_YOUR GOAL_
Lay out everything in the records from the line containing "For a safety inspection report, we need the black tire" down to the line containing "601 385 653 457" as a Markdown table with the columns Row and Line, numbering each line and leaving out any blank ones.

_TASK INPUT_
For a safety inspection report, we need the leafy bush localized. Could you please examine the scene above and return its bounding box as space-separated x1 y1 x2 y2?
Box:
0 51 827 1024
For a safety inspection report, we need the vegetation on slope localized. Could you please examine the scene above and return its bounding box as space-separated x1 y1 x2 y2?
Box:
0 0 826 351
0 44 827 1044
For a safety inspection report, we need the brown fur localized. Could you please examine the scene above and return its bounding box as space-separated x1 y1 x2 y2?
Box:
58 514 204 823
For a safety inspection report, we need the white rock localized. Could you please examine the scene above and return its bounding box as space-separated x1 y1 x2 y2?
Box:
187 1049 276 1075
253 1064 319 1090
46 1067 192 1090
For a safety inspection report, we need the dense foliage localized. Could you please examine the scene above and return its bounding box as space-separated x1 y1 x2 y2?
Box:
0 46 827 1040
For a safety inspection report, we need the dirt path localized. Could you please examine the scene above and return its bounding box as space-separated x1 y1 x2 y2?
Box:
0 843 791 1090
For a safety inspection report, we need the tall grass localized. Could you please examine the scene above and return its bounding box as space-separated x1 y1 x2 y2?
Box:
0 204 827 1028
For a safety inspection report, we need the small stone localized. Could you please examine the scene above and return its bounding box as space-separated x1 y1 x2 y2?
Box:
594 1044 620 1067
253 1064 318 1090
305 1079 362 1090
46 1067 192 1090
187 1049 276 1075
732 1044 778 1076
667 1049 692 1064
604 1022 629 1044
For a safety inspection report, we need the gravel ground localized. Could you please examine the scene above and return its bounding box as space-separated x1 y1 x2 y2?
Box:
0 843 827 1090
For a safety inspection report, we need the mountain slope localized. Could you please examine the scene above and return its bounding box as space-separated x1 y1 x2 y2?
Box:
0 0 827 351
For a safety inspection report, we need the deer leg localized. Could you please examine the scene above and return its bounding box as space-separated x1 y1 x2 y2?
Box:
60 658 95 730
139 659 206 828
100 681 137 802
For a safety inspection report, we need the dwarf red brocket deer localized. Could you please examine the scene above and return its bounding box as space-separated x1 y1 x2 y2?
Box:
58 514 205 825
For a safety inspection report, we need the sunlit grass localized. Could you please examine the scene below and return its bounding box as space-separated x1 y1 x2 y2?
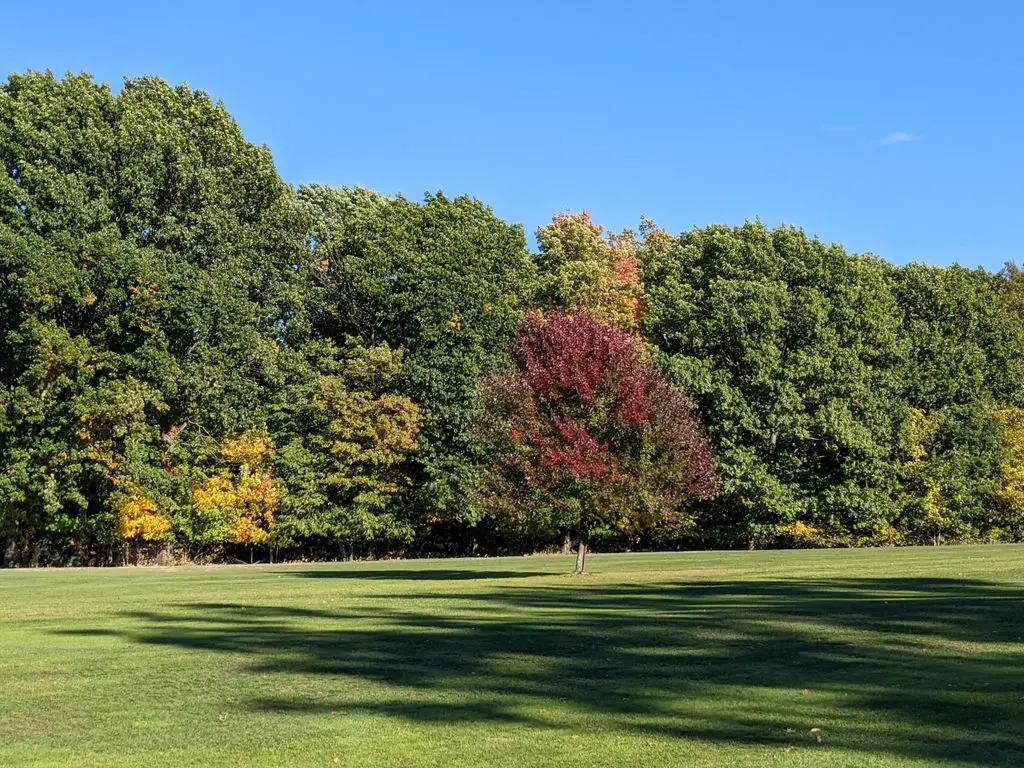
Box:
0 547 1024 766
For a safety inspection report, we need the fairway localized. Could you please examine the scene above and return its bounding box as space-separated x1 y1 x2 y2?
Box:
0 546 1024 766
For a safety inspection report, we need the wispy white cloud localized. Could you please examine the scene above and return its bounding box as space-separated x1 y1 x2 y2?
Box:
879 131 919 146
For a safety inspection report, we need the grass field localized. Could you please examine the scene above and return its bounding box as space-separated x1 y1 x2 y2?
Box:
0 547 1024 767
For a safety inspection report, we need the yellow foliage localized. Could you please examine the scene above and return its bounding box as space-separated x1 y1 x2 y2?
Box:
118 494 171 542
193 432 281 544
220 430 271 470
995 408 1024 518
782 520 821 541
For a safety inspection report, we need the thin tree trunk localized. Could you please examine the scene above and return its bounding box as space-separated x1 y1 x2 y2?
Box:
3 536 17 568
572 537 587 575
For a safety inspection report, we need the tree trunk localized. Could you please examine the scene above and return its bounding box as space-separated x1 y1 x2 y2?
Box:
3 536 17 568
572 537 587 575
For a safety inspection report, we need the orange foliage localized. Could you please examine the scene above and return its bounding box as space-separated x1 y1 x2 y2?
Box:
118 493 171 542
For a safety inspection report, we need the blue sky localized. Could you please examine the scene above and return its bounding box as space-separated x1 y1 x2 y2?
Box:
0 0 1024 268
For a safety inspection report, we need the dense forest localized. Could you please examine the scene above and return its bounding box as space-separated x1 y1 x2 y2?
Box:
0 73 1024 565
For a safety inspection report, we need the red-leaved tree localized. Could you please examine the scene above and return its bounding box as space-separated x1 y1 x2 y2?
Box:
476 310 718 574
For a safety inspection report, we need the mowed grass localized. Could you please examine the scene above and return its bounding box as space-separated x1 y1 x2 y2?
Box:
0 546 1024 767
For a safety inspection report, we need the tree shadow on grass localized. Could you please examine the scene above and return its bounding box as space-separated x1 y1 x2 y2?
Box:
58 579 1024 766
284 567 551 582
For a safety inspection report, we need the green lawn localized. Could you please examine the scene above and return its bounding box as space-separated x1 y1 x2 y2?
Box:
0 547 1024 768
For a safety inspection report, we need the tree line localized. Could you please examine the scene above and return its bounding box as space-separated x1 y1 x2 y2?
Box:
0 73 1024 565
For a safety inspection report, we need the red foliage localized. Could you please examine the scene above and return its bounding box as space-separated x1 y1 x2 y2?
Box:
478 311 717 523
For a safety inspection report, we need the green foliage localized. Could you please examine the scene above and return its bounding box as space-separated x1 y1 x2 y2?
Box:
0 73 1024 561
641 223 906 542
299 186 536 520
278 342 422 542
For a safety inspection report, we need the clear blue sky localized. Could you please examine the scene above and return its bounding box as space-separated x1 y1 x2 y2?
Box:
0 0 1024 268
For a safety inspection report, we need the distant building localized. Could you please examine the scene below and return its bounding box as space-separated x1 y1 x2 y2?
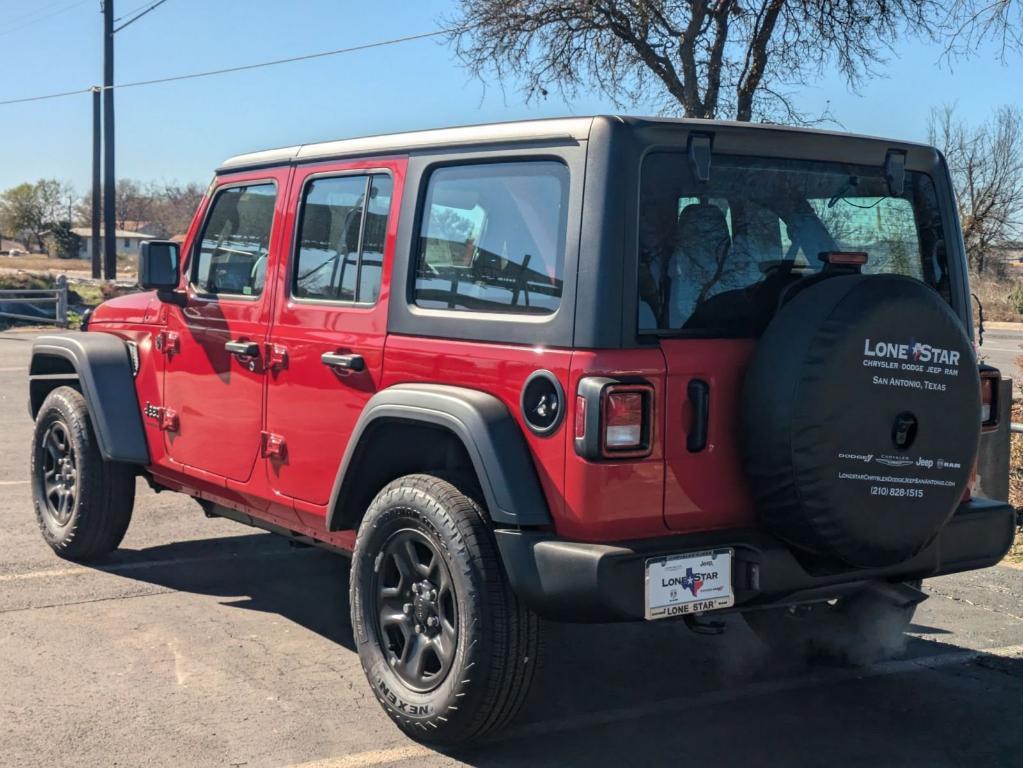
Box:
0 237 29 256
71 227 158 260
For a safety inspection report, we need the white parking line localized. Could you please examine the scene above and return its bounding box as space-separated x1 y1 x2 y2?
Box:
288 645 1023 768
0 548 316 584
290 744 441 768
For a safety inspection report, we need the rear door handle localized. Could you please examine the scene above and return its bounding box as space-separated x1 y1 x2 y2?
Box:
685 378 710 453
224 342 259 357
320 352 366 371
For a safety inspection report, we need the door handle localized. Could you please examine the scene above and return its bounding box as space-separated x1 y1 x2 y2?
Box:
224 342 259 357
320 352 366 371
685 378 710 453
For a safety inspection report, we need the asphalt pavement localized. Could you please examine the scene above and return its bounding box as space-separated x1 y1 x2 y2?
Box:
0 333 1023 768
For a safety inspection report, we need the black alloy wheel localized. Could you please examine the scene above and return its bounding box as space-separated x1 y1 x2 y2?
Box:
36 420 78 528
375 529 458 692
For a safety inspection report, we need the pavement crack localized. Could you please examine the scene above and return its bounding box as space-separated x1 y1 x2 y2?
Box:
928 586 1023 622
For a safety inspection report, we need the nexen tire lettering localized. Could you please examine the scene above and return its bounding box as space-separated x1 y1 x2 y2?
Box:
376 678 430 716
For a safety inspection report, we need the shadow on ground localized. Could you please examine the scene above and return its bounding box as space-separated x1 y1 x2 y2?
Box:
87 534 1023 768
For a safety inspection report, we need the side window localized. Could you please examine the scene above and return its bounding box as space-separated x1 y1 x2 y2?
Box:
292 174 392 304
191 183 277 296
415 161 569 315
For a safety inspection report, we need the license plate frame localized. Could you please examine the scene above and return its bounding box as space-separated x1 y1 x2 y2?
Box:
643 547 736 621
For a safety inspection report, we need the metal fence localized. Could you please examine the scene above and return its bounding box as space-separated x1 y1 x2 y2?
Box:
0 275 68 328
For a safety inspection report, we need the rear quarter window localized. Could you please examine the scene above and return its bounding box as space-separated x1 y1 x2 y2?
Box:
637 151 951 335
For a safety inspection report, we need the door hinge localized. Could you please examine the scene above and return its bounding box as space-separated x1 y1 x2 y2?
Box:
264 342 287 370
142 403 178 432
155 330 181 356
261 432 284 459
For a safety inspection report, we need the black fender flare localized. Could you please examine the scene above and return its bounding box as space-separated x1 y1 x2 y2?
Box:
326 383 550 531
29 331 149 464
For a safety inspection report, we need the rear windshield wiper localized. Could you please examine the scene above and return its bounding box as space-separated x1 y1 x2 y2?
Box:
828 176 859 208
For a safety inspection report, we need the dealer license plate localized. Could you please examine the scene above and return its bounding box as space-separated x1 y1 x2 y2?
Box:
647 549 736 619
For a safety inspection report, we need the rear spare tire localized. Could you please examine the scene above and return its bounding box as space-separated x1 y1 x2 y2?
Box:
741 275 980 568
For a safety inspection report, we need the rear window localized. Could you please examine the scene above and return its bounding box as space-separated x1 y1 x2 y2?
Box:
415 161 569 315
638 152 950 335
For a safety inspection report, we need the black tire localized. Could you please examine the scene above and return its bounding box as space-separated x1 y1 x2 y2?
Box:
744 581 921 667
32 387 135 560
351 475 540 744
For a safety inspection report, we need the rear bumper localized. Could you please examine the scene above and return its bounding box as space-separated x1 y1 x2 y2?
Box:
495 499 1016 622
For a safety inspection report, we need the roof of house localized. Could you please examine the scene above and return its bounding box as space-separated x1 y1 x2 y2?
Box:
71 227 157 240
218 115 937 171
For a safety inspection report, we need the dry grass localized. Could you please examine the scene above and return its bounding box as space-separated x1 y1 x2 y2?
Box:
0 254 136 279
970 267 1023 322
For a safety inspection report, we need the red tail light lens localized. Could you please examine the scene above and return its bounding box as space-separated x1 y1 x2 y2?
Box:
604 392 643 451
980 368 1002 430
601 385 653 457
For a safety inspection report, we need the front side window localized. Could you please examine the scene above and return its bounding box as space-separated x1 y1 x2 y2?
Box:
637 152 951 335
415 161 569 315
191 183 277 297
292 174 393 304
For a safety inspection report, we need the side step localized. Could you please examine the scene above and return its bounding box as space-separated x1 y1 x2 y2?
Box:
198 500 350 556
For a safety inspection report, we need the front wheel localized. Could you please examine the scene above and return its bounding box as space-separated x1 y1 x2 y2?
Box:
351 475 539 744
744 581 921 666
32 387 135 560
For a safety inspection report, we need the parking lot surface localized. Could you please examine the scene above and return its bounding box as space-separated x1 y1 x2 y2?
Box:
0 332 1023 768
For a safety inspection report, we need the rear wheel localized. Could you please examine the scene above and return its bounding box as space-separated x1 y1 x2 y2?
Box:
351 475 539 744
744 581 921 666
32 387 135 560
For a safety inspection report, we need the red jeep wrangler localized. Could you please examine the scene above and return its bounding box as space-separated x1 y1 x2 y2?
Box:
24 117 1015 742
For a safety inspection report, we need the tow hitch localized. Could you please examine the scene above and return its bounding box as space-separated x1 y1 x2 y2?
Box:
866 581 928 608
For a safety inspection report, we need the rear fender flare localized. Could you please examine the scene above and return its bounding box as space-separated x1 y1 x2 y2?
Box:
326 385 550 531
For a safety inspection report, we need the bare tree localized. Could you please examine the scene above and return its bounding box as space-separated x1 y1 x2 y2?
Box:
941 0 1023 60
445 0 1021 123
930 105 1023 272
0 179 74 251
77 179 204 237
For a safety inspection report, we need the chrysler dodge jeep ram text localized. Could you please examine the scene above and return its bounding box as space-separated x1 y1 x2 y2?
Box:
24 117 1015 743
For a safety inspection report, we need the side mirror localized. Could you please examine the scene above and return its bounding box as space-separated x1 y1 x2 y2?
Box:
138 240 180 290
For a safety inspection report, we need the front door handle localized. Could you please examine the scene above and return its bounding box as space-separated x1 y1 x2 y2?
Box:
685 378 710 453
224 342 259 357
320 352 366 371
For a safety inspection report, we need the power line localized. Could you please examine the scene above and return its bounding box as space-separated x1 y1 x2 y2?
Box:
0 0 88 37
114 0 159 21
0 28 463 106
114 0 167 32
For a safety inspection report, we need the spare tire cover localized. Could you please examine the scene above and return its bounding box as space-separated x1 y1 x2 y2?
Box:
741 275 980 568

_THE COMPLETED TASK_
| Row | Line |
|---|---|
| 1 | For a safety inspection report, we need the black tire localized. Could you please examine the scene above and return its bounding box as space-separated x1 y1 x2 y2? |
| 2 | Box: |
| 3 | 744 581 921 667 |
| 4 | 32 387 135 560 |
| 5 | 351 475 540 744 |
| 6 | For a safety inspection report, we need the rear bumper localized. Could you please examine the scene above and return its bounding box as space-separated x1 y1 x2 y2? |
| 7 | Box: |
| 8 | 495 499 1016 622 |
| 9 | For a safety inspection report, we need the roof of house localized. Could you please examine the scene above and return its bounding box as space-separated x1 y1 x2 y2? |
| 10 | Box: |
| 11 | 71 227 157 240 |
| 12 | 218 115 937 171 |
| 13 | For a safety inspection report, we need the dry grass localized. Could you please examine the scene above and return its bounding box as space-separated x1 y1 x2 y2? |
| 14 | Box: |
| 15 | 0 254 136 279 |
| 16 | 970 267 1023 322 |
| 17 | For a safety inspection report, we need the red tail light lens localized. Could you please examine the scene above and return its bounding box as space-separated x1 y1 x2 y2? |
| 18 | Box: |
| 19 | 604 392 643 451 |
| 20 | 980 368 1002 430 |
| 21 | 601 385 653 457 |